(Beginning of Source information)

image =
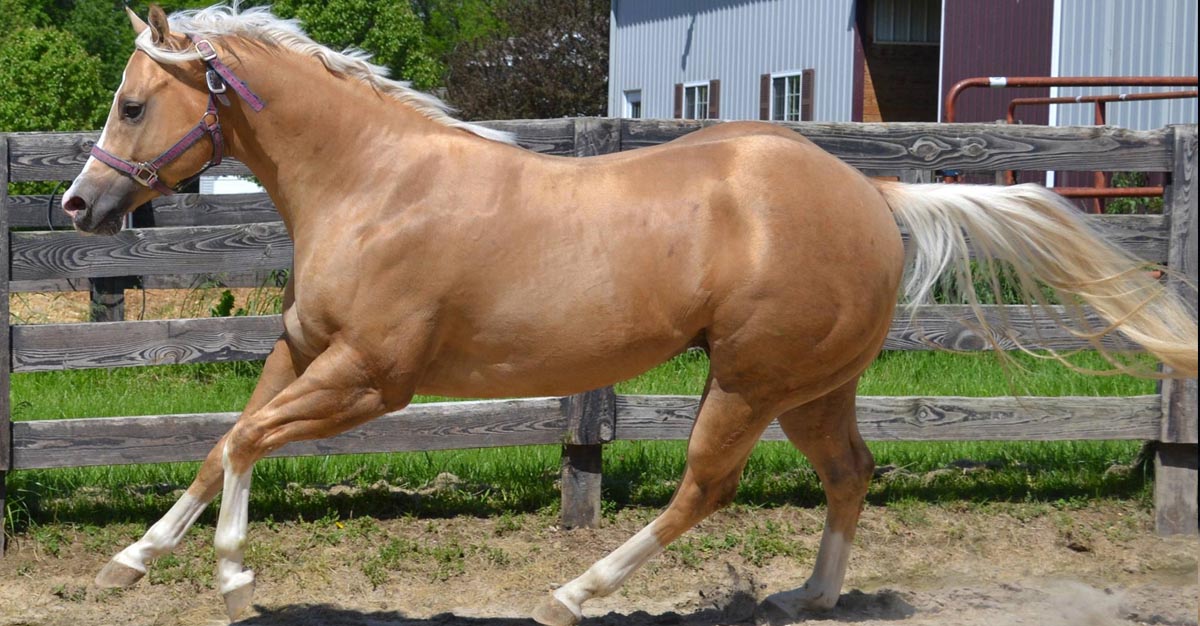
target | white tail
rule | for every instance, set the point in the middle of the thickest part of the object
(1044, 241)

(End of Source information)
(Beginning of Source information)

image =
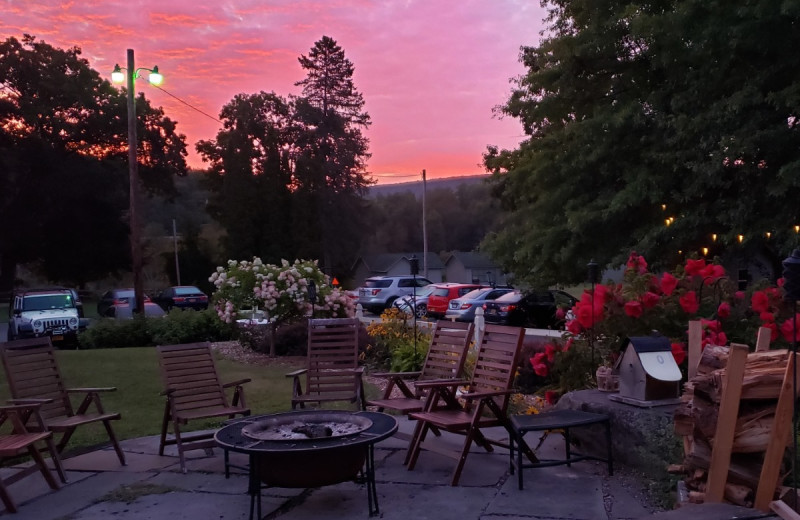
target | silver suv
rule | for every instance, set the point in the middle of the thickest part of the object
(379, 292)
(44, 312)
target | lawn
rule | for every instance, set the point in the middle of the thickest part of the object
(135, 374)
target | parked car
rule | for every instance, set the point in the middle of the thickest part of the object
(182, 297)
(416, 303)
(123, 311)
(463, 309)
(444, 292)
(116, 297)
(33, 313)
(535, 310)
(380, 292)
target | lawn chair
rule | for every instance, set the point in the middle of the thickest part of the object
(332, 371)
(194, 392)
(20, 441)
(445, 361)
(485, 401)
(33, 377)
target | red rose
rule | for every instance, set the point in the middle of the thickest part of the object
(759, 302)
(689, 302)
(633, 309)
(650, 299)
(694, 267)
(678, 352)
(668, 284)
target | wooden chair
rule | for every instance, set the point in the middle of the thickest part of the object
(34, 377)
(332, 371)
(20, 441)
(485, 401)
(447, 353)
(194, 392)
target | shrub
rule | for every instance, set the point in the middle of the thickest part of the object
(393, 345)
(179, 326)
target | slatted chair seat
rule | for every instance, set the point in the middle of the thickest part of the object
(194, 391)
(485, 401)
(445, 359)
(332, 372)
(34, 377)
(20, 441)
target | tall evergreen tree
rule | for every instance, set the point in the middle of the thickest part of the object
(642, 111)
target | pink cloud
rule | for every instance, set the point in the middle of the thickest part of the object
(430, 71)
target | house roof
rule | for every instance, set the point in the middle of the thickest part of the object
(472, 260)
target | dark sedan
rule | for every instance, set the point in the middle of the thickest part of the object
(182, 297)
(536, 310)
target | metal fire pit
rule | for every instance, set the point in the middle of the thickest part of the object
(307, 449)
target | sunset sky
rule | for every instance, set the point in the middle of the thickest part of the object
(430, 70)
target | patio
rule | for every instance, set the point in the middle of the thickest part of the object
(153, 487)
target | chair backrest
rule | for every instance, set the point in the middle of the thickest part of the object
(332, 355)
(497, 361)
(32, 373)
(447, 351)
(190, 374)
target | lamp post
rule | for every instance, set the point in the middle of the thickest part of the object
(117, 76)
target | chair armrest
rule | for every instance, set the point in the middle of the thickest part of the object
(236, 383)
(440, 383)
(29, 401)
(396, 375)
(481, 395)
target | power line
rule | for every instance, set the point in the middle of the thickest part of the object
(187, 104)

(End of Source information)

If a line in the entries above contains the word "chair", copy it.

Task result
target | lawn chair
target | wooden chair
target | slatted chair seat
target | chair backrest
target | chair armrest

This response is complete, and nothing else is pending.